Spring
2008
HBR 1103 - Hebrew II (Goff)
The
second semester of introduction to Biblical Hebrew. In HBR 1102
and HBR 1103 students will be introduced to the grammar of Biblical
Hebrew and acquire a good working vocabulary of the language, so
that they will be able to translate any biblical
text with the help of a dictionary. Selections from the
Hebrew Bible will be read in class. The sequence of HBR 1102,
1103 and 2202 fulfills the College of Arts & Sciences
language requirement.HUM 2937-06/ISS 2937-03 - Human Rights and Crimes Against Humanity; A Multi-Disciplinary Approach (Twiss and Maier-Katkin)
This seminar examines
the history and dynamics of crimes against humanity as an
introduction to the international human rights movement. It
focuses on two historical cases--the Belgian Congo in the late
19th-early 20th centuries and the Holocaust at mid-20th
century--both of which spawned a considerable literature of
testimony, analysis, resistance, and reform at the time and
subsequently. Materials for study include works of literature,
drama, history, journalism, and philosophy, as well as essays,
public addresses, letters, and other creative works by prominent
figures in the humanities, arts, social sciences, public life,
and the learned professions (e.g., law). The course is
co-instructed by Professors Maier-Katkin (Criminology) and Twiss
(Religion & Human Rights Center)
HUM 3413 - Humanities: South Asia (Erndl)
An introduction to the cultures of
South Asia, especially India and Pakistan, through literature, the
arts, and film. Classical and modern cultural expressions will be
explored. No prerequisite. This course may count as Religion
Department credit. Note: Attendance at Salman Rushdie’s
performance on Feb. 22 is required.
REL 1300 - Introduction to World Religions
A survey of the major living religious traditions of the
world, with attention to their origins in the ancient world and their
classic beliefs and practices.
REL 1300-04 - Introduction to World Religions, Honors Section (Kragh)

• **Given entries**
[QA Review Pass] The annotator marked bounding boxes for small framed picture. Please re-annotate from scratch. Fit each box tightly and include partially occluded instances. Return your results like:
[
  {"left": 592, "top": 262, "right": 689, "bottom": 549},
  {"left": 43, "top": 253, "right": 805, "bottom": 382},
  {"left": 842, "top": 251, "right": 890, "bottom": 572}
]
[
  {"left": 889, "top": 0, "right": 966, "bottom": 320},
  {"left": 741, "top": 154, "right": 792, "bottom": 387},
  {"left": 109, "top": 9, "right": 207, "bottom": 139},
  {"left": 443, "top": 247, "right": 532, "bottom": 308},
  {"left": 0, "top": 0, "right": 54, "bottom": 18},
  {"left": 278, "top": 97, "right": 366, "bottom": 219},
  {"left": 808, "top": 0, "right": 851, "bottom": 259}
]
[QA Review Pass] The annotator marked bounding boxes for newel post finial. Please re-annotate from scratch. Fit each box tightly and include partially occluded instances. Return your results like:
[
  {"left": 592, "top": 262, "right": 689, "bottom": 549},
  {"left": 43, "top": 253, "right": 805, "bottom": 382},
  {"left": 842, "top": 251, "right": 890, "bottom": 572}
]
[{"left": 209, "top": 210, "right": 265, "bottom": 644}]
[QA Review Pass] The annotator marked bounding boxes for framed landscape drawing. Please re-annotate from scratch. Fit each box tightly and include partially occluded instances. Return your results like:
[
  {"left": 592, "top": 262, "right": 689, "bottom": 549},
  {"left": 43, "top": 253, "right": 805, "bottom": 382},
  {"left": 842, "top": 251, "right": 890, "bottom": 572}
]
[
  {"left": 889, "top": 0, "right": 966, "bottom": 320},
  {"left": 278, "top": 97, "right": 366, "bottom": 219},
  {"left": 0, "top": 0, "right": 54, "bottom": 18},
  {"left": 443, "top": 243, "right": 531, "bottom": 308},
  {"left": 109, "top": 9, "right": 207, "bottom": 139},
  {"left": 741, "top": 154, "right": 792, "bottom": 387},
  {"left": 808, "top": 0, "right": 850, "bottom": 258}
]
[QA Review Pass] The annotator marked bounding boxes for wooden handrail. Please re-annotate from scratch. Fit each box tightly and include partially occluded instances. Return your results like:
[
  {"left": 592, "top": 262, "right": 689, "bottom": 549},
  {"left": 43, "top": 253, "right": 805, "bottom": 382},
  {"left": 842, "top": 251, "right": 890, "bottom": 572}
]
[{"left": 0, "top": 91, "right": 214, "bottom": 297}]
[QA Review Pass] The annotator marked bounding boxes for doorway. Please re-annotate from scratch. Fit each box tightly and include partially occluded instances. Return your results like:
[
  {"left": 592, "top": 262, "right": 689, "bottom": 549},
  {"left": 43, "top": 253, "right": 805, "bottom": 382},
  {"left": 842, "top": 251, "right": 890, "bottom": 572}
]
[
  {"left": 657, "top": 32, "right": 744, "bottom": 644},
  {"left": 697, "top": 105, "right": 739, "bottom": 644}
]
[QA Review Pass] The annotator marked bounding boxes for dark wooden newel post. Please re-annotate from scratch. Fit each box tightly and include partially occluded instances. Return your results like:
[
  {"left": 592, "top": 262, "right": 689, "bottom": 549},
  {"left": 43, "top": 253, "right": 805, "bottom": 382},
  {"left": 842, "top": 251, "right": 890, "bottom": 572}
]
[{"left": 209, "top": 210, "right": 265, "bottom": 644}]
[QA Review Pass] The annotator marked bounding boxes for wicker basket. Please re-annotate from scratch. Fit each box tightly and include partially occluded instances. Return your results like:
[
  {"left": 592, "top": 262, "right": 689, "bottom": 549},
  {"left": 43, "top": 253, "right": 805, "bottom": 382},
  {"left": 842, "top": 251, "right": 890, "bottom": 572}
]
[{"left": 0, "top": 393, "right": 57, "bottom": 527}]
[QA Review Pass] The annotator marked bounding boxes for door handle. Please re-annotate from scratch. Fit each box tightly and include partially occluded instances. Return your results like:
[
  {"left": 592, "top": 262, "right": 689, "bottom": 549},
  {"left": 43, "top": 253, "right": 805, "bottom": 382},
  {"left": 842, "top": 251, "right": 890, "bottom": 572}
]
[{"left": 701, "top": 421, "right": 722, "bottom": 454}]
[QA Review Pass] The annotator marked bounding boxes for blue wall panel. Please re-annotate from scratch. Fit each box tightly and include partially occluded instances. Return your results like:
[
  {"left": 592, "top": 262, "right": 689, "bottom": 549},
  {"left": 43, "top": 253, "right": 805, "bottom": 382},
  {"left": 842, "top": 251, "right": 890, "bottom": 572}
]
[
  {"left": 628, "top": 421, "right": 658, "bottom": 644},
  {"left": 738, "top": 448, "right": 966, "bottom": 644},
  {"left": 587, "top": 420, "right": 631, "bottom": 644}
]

• **Activities**
#1 Copy the course listings from "An introduction to" to "Honors Section (Kragh)".
#2 According to the course listings, whose performance on Feb. 22 must HUM 3413 students attend?
#3 How would you translate this sentence from the course listings into Spanish: "Classical and modern cultural expressions will be explored."
Rely on the course listings alone.

• **Answers per task**
#1
An introduction to the cultures of
South Asia, especially India and Pakistan, through literature, the
arts, and film. Classical and modern cultural expressions will be
explored. No prerequisite. This course may count as Religion
Department credit. Note: Attendance at Salman Rushdie’s
performance on Feb. 22 is required.
REL 1300 - Introduction to World Religions
A survey of the major living religious traditions of the
world, with attention to their origins in the ancient world and their
classic beliefs and practices.
REL 1300-04 - Introduction to World Religions, Honors Section (Kragh)

#2 Salman Rushdie's.

#3 Se explorarán expresiones culturales clásicas y modernas.